(Dataset records about where objects are located)

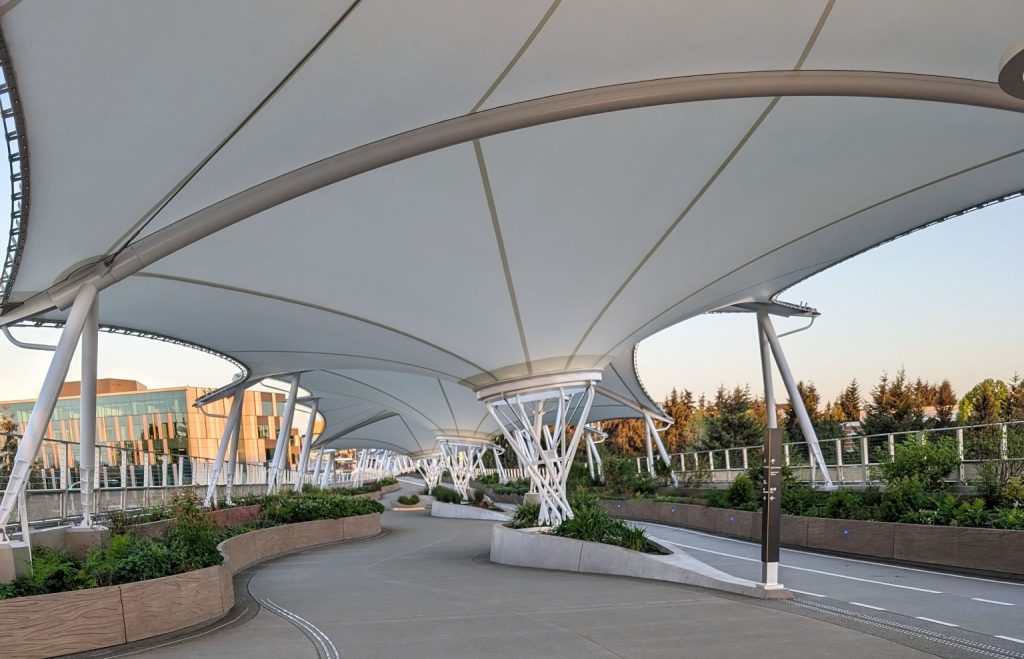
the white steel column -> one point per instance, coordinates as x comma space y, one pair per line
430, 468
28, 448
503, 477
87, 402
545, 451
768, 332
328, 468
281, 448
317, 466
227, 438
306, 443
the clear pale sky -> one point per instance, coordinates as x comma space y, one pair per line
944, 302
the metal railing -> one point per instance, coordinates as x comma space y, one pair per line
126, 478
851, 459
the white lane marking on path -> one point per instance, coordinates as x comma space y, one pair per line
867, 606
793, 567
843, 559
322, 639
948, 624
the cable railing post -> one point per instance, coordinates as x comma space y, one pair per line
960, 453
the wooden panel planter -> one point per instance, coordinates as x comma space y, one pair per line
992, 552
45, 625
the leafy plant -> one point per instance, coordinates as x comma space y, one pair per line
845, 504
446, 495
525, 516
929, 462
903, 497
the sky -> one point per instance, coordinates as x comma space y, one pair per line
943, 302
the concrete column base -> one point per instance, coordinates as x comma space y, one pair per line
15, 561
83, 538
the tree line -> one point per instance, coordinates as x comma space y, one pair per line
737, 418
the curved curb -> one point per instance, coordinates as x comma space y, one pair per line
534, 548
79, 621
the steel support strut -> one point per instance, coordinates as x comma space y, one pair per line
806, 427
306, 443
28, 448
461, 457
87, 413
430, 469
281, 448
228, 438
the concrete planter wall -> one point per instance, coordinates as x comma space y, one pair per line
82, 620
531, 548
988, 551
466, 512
...
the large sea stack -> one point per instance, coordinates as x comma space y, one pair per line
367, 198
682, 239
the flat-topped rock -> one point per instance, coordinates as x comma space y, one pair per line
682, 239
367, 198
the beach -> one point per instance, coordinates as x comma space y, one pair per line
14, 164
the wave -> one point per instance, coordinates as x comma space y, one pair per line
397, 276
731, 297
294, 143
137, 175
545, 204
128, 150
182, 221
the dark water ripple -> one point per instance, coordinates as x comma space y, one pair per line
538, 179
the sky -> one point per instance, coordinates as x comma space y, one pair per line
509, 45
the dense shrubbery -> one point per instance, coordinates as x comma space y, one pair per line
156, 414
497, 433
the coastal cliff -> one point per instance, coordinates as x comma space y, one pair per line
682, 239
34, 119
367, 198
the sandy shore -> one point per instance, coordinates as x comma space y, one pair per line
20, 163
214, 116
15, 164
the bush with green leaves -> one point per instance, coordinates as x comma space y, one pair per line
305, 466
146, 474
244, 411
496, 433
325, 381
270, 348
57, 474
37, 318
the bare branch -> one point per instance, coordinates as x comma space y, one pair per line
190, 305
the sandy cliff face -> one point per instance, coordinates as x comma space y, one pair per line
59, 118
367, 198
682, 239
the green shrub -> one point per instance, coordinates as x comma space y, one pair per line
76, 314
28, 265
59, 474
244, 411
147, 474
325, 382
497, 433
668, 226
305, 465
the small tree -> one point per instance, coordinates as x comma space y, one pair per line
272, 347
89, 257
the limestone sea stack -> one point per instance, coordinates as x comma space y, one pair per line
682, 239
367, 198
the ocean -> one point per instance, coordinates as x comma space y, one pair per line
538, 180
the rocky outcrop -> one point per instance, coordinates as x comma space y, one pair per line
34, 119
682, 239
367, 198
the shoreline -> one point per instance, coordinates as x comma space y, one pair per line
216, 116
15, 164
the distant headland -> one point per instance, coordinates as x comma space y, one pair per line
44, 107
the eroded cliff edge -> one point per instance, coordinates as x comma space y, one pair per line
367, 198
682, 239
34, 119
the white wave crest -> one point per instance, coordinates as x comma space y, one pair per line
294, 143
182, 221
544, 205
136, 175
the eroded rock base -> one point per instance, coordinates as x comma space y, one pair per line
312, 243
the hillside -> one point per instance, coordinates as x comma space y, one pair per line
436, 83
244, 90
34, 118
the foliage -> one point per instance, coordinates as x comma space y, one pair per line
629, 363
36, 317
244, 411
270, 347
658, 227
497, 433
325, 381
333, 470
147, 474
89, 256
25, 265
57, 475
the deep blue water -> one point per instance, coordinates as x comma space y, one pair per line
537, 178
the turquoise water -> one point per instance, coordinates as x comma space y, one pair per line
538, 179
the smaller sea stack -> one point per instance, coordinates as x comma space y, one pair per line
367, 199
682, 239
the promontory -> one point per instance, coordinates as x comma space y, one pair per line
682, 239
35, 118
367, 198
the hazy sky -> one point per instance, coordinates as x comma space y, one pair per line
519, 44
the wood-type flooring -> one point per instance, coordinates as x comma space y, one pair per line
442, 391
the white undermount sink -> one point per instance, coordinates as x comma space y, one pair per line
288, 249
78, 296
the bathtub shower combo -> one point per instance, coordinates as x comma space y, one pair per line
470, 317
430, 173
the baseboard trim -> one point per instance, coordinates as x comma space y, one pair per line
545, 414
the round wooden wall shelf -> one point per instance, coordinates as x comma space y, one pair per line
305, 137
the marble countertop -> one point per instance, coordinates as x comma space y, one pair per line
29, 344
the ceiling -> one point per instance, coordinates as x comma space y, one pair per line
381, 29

▶ _Set exercise_
Pull out each row above that contains the word "steel", copied unchanged. Letter case counts.

▶ _Answer for the task_
the white steel column -> one point per instance, coordinates as x comma space y, one pair per line
the steel support strut -> one point per instance, coordinates as x comma space y, one pair per line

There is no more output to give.